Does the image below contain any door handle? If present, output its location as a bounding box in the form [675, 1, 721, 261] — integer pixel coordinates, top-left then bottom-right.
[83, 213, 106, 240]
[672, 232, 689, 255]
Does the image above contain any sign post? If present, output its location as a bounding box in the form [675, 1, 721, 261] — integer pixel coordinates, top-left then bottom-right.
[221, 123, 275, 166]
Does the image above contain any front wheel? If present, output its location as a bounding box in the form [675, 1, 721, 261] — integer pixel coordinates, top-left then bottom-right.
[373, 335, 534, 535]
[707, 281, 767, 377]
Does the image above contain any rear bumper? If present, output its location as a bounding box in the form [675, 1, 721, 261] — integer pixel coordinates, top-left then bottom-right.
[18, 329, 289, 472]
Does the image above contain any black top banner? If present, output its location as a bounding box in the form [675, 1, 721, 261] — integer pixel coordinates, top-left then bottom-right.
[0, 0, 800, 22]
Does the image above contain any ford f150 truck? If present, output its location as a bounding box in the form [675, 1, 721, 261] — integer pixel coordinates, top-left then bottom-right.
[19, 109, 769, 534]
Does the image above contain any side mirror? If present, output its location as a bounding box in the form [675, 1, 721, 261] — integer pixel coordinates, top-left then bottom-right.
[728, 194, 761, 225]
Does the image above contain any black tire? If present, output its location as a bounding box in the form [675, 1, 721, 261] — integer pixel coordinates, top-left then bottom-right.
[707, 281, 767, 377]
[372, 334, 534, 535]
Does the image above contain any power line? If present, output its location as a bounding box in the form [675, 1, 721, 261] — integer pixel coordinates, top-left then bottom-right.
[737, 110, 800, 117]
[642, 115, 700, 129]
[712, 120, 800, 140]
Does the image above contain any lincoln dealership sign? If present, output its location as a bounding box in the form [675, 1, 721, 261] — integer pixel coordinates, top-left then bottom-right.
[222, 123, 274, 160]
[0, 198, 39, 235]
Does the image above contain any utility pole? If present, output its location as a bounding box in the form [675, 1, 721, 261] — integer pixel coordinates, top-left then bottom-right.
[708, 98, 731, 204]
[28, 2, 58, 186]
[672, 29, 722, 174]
==
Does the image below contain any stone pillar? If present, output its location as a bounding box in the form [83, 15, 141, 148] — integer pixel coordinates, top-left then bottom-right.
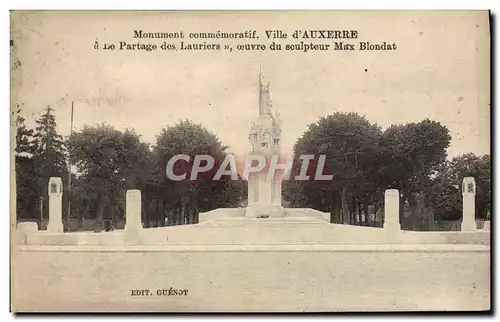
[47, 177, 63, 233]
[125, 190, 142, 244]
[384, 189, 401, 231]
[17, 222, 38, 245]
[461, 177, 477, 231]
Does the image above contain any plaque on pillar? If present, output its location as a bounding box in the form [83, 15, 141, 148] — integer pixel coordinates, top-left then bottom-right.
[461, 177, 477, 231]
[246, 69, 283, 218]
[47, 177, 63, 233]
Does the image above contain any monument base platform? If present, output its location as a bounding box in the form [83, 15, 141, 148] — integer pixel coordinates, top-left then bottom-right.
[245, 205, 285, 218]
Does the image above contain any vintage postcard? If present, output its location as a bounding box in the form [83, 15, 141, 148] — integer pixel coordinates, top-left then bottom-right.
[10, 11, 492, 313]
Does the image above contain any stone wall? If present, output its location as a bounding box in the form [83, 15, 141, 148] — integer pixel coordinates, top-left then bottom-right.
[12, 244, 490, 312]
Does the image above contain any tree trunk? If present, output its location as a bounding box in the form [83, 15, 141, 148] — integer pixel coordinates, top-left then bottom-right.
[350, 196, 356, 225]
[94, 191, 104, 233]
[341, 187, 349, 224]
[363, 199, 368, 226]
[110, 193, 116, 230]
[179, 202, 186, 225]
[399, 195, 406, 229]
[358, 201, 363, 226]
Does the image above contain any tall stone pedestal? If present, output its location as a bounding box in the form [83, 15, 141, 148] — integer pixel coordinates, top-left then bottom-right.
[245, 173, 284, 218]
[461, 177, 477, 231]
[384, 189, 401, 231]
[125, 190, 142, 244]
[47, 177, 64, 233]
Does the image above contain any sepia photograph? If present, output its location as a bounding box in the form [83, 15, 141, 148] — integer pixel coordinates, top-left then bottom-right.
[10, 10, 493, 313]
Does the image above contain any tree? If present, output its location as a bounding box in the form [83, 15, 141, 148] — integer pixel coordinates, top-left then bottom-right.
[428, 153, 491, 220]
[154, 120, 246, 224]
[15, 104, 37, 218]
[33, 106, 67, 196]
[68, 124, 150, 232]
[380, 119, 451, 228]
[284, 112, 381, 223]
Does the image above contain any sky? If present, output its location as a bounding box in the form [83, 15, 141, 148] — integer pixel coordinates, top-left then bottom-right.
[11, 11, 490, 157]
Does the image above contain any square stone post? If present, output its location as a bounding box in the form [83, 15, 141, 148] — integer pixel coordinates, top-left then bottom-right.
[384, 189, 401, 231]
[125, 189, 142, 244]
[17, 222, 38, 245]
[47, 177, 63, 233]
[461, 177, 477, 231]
* * *
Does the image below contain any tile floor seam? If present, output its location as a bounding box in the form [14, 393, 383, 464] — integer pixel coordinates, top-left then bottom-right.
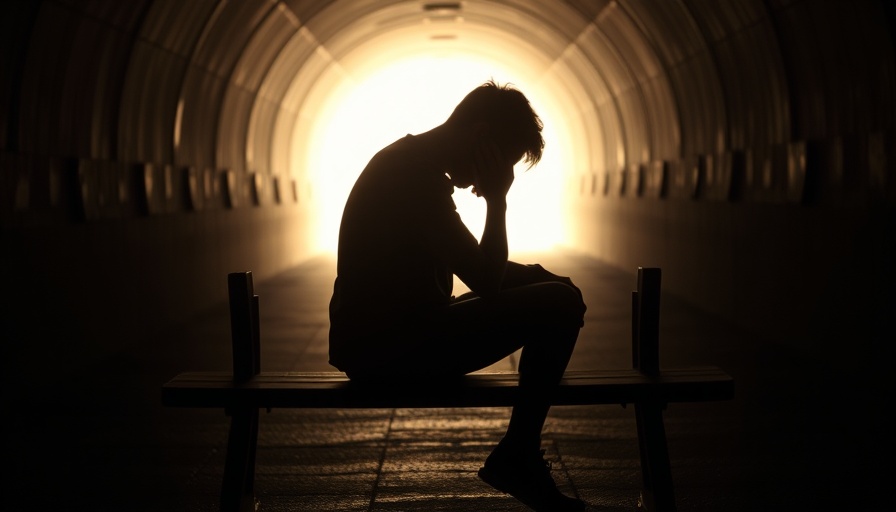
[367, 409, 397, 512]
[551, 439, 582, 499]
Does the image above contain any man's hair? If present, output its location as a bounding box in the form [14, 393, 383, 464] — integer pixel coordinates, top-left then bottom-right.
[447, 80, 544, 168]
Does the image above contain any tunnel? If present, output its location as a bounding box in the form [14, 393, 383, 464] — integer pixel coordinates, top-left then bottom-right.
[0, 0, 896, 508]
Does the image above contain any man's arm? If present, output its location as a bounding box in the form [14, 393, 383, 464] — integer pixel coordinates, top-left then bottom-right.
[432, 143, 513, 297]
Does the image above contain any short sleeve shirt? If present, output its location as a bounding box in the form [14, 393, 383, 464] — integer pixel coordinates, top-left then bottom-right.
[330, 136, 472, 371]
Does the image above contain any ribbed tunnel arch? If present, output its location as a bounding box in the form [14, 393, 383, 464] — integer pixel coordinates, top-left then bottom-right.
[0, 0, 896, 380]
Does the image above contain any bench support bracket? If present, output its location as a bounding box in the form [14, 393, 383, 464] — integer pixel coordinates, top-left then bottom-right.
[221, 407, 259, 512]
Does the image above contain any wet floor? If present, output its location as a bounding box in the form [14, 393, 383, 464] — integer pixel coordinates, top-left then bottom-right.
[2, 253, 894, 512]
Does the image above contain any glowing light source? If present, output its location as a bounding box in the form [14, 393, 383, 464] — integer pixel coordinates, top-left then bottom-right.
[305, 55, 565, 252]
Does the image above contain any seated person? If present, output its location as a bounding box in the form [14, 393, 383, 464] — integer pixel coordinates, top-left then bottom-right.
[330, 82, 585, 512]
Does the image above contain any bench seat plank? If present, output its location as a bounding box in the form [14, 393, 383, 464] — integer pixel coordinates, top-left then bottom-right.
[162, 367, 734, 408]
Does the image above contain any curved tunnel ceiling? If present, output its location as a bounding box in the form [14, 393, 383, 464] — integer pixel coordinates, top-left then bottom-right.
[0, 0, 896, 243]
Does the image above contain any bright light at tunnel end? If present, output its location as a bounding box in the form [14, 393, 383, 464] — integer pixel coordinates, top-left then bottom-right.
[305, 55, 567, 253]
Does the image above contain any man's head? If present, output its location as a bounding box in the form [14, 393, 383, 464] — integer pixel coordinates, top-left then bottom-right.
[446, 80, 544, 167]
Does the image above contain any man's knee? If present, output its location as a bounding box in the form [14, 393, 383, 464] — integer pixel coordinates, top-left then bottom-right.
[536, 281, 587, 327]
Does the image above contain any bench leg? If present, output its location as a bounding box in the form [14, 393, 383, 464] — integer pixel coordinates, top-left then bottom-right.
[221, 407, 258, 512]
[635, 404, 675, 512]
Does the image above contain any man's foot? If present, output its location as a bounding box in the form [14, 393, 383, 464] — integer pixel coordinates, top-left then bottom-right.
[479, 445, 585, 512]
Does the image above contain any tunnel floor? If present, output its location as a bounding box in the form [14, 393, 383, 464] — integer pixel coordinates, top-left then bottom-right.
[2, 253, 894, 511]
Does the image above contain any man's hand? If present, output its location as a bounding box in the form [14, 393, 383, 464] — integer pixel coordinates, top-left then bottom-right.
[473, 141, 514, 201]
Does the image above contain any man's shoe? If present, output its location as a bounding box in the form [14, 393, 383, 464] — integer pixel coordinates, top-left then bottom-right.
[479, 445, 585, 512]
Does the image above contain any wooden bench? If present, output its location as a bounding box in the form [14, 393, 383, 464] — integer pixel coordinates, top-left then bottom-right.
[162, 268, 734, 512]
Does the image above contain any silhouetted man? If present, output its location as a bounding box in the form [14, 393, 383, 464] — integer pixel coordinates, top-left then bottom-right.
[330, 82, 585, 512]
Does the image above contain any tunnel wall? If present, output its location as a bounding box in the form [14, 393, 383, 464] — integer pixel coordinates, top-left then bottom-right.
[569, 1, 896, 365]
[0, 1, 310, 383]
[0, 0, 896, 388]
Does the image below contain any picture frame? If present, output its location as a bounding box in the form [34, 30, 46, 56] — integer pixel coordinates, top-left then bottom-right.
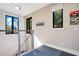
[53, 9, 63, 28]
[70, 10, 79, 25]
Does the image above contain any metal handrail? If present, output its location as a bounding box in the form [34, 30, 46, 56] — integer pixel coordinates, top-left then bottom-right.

Given exercise: Return every line of the listing above that contains the string "black", matching case exactly.

Output of the exercise:
Does the image above contain any black top banner? If present, output its location as a bounding box in the form [675, 1, 721, 261] — integer pixel coordinates, top-left then bottom-right.
Does the image above contain any black tire? If present, output its location as a bounding box in the form [675, 1, 721, 261] — integer pixel coordinates, top-left then bottom-right.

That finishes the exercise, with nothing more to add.